TASKS TO COMPLETE ▸
1) Reproduce the part of the passage on college application summer planning starting at "Let me paint" and ending at "gets written down.".
2) Carry on the passage about two families and a rising senior's summer from the point where it stops.

SUPPLIED PASSAGE ▸
+-------+
Let me paint you two pictures.
Both families have a rising senior. Both families have been meaning to get organized. Both families care deeply about this process and want their student to have every advantage going into application season.
The difference is what they do with the summer.
Family A
June arrives and the feeling is relief. School is out. Junior year is finally over. Everyone needs a break and they take one — which is completely reasonable and completely deserved.
July comes and goes. There are trips and jobs and lazy days and the quiet intention to get started on essays that never quite becomes action. The Common App is not open yet so it feels like there is nothing official to do. A few schools get researched casually. Nothing gets written down.
August 1 arrives. The Common App opens. And suddenly the supplemental prompts are visible — multiple essays per school, multiplied across twelve applications — and the reality of the writing workload lands like a freight train.
School starts. The student is now managing a full senior year course load, extracurriculars, and the most intensive writing project of their life simultaneously. The personal statement is not done. The supplements have not been started. The college list still has schools on it that nobody has researched properly.
+-------+
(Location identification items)
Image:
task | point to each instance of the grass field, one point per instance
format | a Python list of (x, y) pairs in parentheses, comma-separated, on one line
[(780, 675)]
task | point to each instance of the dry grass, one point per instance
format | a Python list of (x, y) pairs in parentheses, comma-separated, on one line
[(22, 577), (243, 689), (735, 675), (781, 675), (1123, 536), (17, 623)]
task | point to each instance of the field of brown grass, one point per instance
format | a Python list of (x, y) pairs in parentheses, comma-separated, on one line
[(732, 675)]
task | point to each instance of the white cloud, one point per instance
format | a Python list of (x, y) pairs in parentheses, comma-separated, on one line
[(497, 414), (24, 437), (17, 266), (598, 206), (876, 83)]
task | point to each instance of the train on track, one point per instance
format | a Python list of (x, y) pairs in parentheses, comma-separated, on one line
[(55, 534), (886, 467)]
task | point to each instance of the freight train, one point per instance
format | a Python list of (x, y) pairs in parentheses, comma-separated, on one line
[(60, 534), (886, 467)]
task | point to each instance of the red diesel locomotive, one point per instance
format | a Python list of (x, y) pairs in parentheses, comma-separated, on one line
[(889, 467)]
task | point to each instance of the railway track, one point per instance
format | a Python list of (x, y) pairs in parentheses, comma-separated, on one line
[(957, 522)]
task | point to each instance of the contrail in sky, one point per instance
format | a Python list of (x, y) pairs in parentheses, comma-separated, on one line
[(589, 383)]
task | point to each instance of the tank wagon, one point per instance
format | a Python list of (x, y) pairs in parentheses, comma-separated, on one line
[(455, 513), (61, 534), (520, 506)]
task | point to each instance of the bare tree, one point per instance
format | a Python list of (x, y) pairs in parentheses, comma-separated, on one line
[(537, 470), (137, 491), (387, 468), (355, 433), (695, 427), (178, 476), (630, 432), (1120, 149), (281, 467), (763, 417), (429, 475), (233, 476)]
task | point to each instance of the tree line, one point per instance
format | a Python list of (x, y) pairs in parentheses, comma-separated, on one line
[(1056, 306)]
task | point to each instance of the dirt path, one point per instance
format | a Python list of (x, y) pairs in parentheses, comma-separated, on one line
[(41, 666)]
+-------+
ANSWERS ▸
1)
Let me paint you two pictures.
Both families have a rising senior. Both families have been meaning to get organized. Both families care deeply about this process and want their student to have every advantage going into application season.
The difference is what they do with the summer.
Family A
June arrives and the feeling is relief. School is out. Junior year is finally over. Everyone needs a break and they take one — which is completely reasonable and completely deserved.
July comes and goes. There are trips and jobs and lazy days and the quiet intention to get started on essays that never quite becomes action. The Common App is not open yet so it feels like there is nothing official to do. A few schools get researched casually. Nothing gets written down.

2)
October hits and Early Decision deadlines are two weeks away and everything feels like a crisis.
Family B
June arrives and they also take a breath. Junior year was hard and the break is real. But they use the first two weeks to do one simple thing: pull up the college list and look up the supplemental prompts for every school on it. They build a simple document. They see the full picture of what is ahead. And instead of being surprised by it in August, they know exactly what is coming.
July is when the work happens. Not all of it. Not in a grinding, summer-is-cancelled way. But intentionally. The personal statement topic gets identified through conversation and the first rough draft gets written. The community essay — the one that shows up in some version on almost every school’s supplement — gets developed. The Why This College research begins for the top three schools on the list.
The student still has a job. Still has a social life. Still has a summer. But the essay work is happening in the spaces between, and it is happening without the pressure of a looming deadline.
August arrives. The Common App opens. The personal statement already exists. Most of the core supplement content is drafted. The student spends August customizing and polishing instead of panicking and starting from scratch.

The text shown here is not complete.